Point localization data

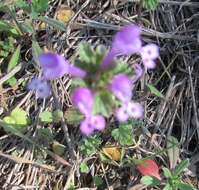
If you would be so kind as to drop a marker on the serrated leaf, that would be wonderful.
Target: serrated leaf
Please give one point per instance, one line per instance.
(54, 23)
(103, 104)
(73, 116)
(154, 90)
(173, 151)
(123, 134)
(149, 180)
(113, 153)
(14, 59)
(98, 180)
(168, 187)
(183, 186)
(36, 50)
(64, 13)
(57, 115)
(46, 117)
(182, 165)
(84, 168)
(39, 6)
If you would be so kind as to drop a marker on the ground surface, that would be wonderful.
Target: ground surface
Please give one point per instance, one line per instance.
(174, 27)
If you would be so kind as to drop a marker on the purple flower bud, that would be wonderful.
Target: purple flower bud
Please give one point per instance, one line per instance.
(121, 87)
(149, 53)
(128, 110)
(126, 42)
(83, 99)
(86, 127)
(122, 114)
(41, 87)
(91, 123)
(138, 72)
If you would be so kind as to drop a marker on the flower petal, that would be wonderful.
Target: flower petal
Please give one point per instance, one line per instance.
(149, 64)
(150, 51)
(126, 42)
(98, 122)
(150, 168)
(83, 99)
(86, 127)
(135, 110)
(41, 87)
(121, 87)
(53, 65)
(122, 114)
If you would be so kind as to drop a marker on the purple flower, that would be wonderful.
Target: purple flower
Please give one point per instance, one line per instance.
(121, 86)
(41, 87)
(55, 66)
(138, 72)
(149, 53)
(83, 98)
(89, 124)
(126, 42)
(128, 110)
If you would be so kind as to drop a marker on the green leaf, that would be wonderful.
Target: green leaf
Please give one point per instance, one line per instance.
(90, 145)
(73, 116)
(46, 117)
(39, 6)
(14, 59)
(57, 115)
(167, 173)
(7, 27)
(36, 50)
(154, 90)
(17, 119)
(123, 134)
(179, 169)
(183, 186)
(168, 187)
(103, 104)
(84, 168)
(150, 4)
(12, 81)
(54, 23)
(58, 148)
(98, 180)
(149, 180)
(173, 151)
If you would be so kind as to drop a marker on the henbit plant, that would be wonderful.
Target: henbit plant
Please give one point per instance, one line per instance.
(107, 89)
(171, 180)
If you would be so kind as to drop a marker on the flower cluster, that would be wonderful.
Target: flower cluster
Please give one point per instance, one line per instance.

• _AIM OF THE TASK_: Only the lines above from the line with "flower, that would be wonderful." to the line with "Target: green leaf", those two lines included, should be reproduced exactly.

• _WRITTEN SOLUTION_:
If you would be so kind as to drop a marker on the purple flower, that would be wonderful.
Target: purple flower
Please give one point per instance, one line per instance.
(121, 86)
(41, 87)
(55, 66)
(138, 72)
(149, 53)
(83, 98)
(89, 124)
(126, 42)
(128, 110)
If you would be so kind as to drop a marker on the green leaf, that would be wonderful.
Target: green leaf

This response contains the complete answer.